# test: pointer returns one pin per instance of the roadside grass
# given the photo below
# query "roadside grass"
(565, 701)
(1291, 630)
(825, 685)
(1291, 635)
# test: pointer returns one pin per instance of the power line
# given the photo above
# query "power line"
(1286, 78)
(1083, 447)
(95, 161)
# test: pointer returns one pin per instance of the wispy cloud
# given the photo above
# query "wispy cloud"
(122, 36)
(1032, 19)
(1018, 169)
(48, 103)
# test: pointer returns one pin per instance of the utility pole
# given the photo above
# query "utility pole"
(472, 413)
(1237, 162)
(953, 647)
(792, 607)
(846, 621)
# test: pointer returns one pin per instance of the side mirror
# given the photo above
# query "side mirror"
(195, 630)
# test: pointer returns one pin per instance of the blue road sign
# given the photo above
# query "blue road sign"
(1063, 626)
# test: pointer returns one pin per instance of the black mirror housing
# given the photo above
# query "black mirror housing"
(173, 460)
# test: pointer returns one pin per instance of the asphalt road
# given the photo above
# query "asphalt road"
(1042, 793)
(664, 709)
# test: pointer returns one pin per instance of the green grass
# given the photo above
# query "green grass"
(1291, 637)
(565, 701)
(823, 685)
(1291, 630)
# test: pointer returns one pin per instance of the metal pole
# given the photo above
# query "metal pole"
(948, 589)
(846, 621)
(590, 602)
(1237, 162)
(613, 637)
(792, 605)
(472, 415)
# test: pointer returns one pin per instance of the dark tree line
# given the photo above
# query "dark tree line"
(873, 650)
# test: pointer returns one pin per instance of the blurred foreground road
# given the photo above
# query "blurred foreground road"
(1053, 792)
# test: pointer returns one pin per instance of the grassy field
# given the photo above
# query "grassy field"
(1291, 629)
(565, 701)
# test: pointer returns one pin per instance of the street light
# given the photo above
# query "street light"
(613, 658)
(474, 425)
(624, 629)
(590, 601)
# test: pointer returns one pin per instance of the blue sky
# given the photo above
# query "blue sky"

----------

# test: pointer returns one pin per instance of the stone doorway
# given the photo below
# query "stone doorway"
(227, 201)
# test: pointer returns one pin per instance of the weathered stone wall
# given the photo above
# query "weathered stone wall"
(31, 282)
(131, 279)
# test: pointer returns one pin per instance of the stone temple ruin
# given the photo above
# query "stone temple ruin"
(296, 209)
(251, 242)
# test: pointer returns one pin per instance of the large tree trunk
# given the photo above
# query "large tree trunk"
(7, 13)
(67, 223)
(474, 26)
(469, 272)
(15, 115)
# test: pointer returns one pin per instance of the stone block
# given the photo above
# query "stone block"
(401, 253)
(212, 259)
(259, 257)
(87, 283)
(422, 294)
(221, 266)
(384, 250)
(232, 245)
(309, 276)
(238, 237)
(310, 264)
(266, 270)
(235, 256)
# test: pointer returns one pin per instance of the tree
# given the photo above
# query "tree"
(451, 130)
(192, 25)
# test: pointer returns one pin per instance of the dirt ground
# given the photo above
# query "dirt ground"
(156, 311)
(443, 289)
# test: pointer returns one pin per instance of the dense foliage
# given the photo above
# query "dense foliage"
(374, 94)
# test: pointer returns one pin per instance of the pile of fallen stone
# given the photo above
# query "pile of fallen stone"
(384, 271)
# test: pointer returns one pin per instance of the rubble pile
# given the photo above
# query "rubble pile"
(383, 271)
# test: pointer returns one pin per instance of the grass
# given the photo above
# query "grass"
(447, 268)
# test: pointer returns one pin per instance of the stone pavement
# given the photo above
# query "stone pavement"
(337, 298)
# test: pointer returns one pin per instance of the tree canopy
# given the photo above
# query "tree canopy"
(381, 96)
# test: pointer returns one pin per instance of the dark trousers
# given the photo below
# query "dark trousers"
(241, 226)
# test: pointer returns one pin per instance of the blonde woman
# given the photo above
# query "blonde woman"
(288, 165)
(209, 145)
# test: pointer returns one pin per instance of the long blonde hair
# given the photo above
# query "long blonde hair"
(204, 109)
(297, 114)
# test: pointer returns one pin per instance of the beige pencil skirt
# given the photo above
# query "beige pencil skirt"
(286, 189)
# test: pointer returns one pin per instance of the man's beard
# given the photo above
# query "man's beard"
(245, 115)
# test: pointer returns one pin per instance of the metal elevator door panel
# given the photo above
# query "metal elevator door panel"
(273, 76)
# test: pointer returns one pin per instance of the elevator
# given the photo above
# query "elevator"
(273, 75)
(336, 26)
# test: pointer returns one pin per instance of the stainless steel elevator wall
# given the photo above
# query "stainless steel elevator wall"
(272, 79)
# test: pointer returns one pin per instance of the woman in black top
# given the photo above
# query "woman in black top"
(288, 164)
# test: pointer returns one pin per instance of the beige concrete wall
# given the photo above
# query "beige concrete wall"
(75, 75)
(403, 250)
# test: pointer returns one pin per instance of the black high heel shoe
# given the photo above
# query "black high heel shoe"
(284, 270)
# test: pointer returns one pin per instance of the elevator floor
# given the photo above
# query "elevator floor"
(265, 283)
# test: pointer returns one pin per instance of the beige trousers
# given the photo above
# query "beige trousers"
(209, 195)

----------

How many lines in the material above contain "fallen"? Case counts. Reply with the number alone.

• [ANSWER FOR THIS EXERCISE]
2